▸ About this exercise
Copy, from the material below, each line that contains the word "pilot".

▸ Source data

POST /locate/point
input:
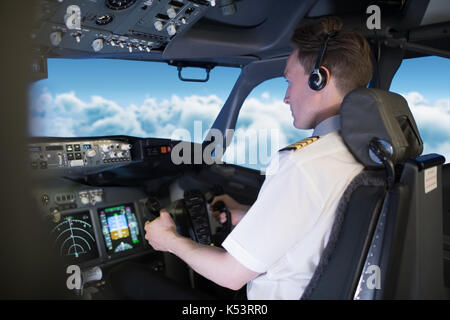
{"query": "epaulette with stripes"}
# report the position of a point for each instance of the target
(300, 144)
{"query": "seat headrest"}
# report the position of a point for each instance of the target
(372, 113)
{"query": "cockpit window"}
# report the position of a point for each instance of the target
(264, 126)
(102, 97)
(425, 84)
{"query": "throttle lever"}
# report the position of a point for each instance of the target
(220, 206)
(154, 207)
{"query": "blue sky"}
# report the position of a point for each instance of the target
(106, 97)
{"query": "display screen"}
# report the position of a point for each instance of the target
(120, 228)
(74, 237)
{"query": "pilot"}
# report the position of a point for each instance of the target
(276, 243)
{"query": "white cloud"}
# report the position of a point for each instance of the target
(66, 115)
(433, 122)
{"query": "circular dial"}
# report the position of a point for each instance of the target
(74, 238)
(104, 19)
(119, 4)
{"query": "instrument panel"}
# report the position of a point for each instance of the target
(91, 226)
(79, 154)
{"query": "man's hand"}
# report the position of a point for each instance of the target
(160, 232)
(236, 209)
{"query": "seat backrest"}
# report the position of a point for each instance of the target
(380, 245)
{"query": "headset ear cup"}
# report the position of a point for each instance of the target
(318, 79)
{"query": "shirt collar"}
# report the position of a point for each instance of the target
(327, 126)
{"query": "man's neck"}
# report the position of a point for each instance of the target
(327, 126)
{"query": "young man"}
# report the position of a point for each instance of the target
(278, 242)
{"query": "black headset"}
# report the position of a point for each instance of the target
(318, 78)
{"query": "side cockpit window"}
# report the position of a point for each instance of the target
(425, 84)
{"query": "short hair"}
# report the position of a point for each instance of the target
(347, 56)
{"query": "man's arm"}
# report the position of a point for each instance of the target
(214, 263)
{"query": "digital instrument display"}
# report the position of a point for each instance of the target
(120, 228)
(74, 238)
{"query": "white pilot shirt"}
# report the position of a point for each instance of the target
(285, 231)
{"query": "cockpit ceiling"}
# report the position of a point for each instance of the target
(230, 33)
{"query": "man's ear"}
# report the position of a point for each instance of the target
(327, 71)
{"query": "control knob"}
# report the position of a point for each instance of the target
(97, 44)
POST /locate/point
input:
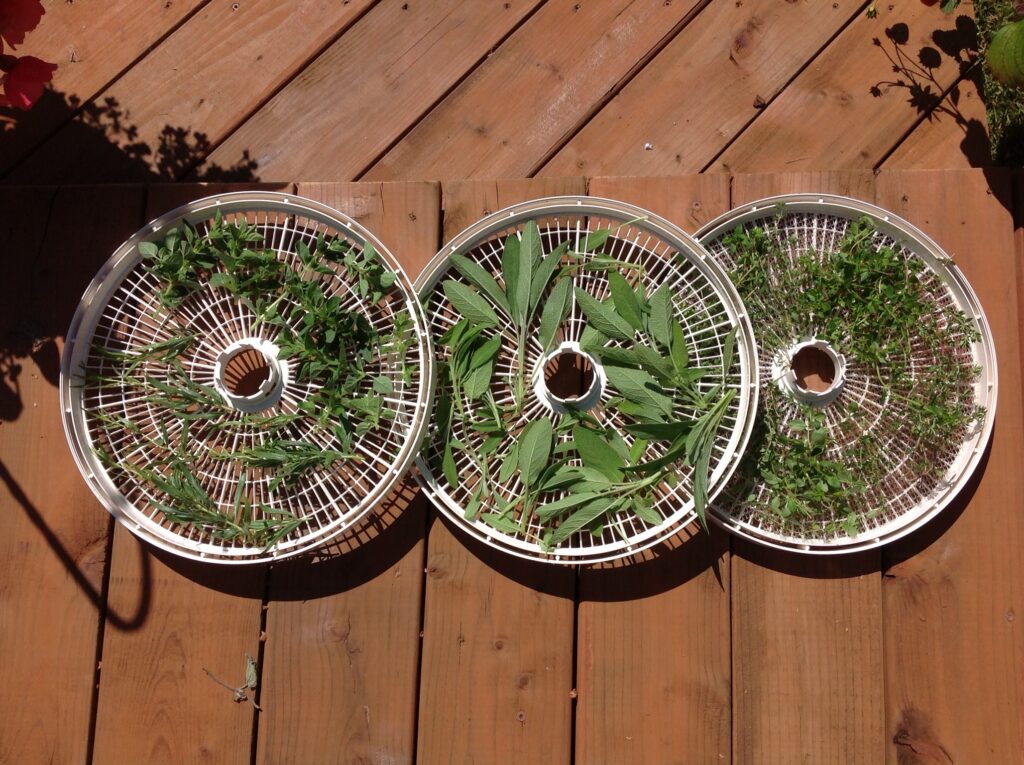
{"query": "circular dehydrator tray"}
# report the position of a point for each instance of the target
(871, 419)
(653, 253)
(222, 449)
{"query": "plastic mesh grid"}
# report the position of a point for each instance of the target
(706, 305)
(124, 313)
(907, 496)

▸ Solution below
{"query": "pilot"}
{"query": "white pilot shirt"}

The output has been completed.